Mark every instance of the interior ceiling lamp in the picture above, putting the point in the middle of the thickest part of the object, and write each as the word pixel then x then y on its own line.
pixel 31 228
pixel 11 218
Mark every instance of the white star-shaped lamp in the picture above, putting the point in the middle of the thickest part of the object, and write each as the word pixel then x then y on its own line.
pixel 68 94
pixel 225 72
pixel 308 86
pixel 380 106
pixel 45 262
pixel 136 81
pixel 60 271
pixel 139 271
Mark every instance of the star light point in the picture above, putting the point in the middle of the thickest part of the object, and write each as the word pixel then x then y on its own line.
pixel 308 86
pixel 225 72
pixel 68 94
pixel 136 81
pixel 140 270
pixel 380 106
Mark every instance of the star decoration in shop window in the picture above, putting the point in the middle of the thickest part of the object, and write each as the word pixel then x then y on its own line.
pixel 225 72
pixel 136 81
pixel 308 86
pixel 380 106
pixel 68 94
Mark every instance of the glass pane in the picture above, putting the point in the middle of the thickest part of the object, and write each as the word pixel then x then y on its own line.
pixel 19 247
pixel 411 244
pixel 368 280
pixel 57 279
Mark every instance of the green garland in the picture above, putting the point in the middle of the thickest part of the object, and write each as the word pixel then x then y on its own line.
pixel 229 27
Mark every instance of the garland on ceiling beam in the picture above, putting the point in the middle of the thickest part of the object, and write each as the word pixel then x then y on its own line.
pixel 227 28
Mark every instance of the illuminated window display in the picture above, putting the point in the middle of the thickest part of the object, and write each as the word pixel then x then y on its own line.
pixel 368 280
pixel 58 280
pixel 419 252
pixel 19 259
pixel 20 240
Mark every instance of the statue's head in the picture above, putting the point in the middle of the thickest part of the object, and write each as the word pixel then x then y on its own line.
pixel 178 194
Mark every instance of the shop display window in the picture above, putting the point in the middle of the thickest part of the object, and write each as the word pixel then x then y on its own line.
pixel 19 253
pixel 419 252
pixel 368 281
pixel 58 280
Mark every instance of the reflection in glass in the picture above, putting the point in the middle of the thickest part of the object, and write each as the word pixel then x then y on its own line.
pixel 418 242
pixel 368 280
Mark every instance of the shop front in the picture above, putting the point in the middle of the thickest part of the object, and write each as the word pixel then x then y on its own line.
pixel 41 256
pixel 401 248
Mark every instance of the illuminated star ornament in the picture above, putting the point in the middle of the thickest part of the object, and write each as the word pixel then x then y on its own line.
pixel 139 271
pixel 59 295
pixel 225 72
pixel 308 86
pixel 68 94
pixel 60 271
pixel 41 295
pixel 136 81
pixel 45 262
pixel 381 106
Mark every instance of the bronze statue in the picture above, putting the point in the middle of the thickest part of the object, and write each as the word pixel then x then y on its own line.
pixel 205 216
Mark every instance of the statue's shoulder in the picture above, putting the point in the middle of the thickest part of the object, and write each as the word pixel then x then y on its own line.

* * *

[Aim] Reproduce verbatim the part of the rows above that opens at the very start and closes with the line containing "pixel 11 218", including both of those ends. Write nothing else.

[Output for this exercise]
Mark every instance of the interior ceiling lamp in the picture above, putting the point in the middle of the thickest part of the object, and write each as the word pixel then x then y on its own line.
pixel 31 228
pixel 11 218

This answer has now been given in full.